Blocco di testo →
Per stabilire, dunque, se è opportuna (posto che sulla sua giuridica possibilità non credo vi siano contrasti) la introduzione delle norme premiali nel nostro ordinamento giuridico, altre sono le considerazioni su cui far leva. Anzitutto, occorre riflettere sulla attuale condizione processuale dei cosiddetti pentiti. A parte specifiche e ben limitate situazioni in cui è codificato un consistente sconto di pena per il dissociato che collabori per l’individuazione o la cattura dei complici (come è previsto, ad esempio, dall’art. 630 del codice penale, con le modificazioni apportate dalla legge n. 894 del 30 dicembre 1980, in tema di sequestri di persona), bisogna riconoscere che il nostro ordinamento non incentiva in alcun modo la collaborazione con la giustizia da parte degli imputati.
Certamente non costituisce rimedio sufficiente la concessione delle circostanze attenuanti generiche, a tacer d’altro, poiché, per la discrezionalità della loro applicazione, trattasi di un rimedio troppo aleatorio e modesto e, per giunta, troppo inflazionato. Infatti, nella pratica giudiziaria, mentre le attenuanti generiche sono spesso riconosciute ai colpevoli di efferati delitti che hanno ostinatamente negato le loro responsabilità nonostante l’evidenza delle prove a carico, non sono mancate le pronunce, anche della Suprema Corte, che ne hanno ritenuto legittimo il diniego al reo confesso perché potrebbe trattarsi di una condotta processuale non ispirata a “sincero pentimento”.
Va rilevato, poi, che molto spesso le rivelazioni dei “pentiti” - in un sistema giuridico che giustamente riconosce all’imputato il diritto di non rispondere - hanno consentito l’accertamento anche a loro carico di reati di cui ben difficilmente sarebbero stati identificati gli autori per altra via. Inoltre, a causa delle connessioni e delle articolazioni esistenti nell’ambito della criminalità organizzata, è pressoché inevitabile il proliferare, proprio per effetto delle loro propalazioni, in diverse sedi giudiziarie, di procedimenti penali a loro carico che, altrimenti, non sarebbero stati certamente instaurati e dei quali, molto spesso, è impossibile procedere alla riunione. Inoltre, mentre tanto si discute sulla opportunità della introduzione della legislazione premiale, non è infrequente che il ”pentito”, pur quando ne viene riconosciuta l’attendibilità, subisca un trattamento, in termini di pena, deteriore rispetto ai correi da lui accusati che, invece, nonostante il loro atteggiamento processuale improntato al negativismo, vengono condannati a pene più miti. Si
direbbe, quasi, che - a livello inconscio - operi anche fra i giudici un meccanismo di rifiuto e di ripulsa nei confronti del delatore o, per meglio dire, dell’“infame”.

Consegna →
Rispondi a queste domande sul testo dedicato ai pentiti:
1. Quale articolo del codice penale è citato come esempio di sconto di pena per il dissociato che collabora, e in quale materia?
2. Con quali aggettivi il testo descrive il rimedio delle attenuanti generiche?
3. Che trattamento di pena subisce talvolta il pentito rispetto ai correi da lui accusati?

Righe di dati →
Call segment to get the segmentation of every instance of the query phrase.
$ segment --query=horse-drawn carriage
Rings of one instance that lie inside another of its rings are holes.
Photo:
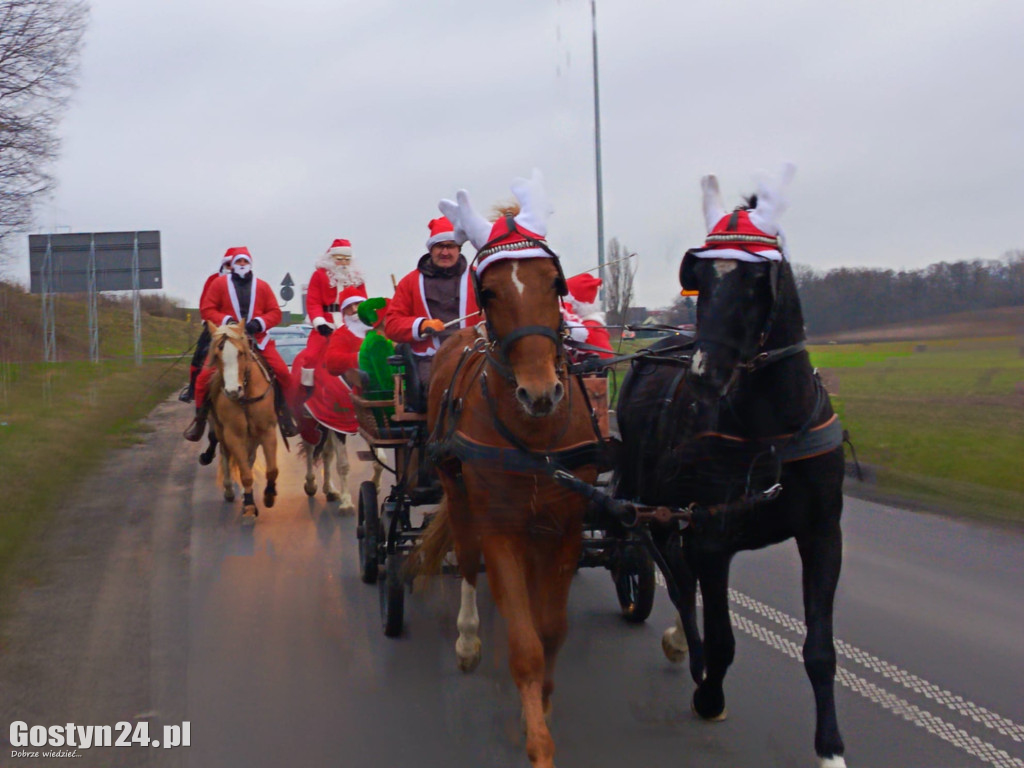
[[[430,524],[432,508],[440,503],[442,488],[428,452],[430,435],[420,383],[413,376],[415,364],[408,350],[392,356],[389,362],[400,371],[394,376],[394,388],[359,390],[352,394],[352,404],[359,435],[369,446],[359,458],[380,464],[394,477],[383,500],[378,498],[374,482],[360,484],[356,537],[359,575],[366,584],[378,585],[384,634],[396,637],[402,629],[406,591],[412,585],[407,563]],[[597,430],[607,439],[607,371],[583,375],[581,380],[593,407]],[[390,453],[390,463],[381,461],[382,452]],[[597,484],[605,485],[607,480],[604,475]],[[596,507],[588,511],[585,519],[580,567],[604,567],[611,573],[627,622],[640,624],[650,615],[654,563],[634,534],[601,515]],[[442,570],[459,572],[451,562]]]

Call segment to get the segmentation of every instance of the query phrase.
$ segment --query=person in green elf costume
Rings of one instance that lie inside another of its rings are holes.
[[[394,354],[394,344],[382,333],[389,303],[387,299],[377,297],[367,299],[358,308],[359,319],[370,327],[359,347],[359,369],[370,377],[370,390],[364,396],[371,398],[390,399],[394,391],[394,375],[398,373],[398,369],[387,361]]]

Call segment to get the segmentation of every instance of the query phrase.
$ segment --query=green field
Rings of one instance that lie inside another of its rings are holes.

Risposta →
1. L'articolo 630 del codice penale, modificato dalla legge n. 894 del 30 dicembre 1980, in tema di sequestri di persona.
2. Il testo lo definisce troppo aleatorio, modesto e troppo inflazionato.
3. Il pentito subisce talvolta una pena deteriore rispetto a quella dei correi da lui accusati. Questi vengono invece condannati a pene più miti, nonostante il loro atteggiamento processuale improntato al negativismo.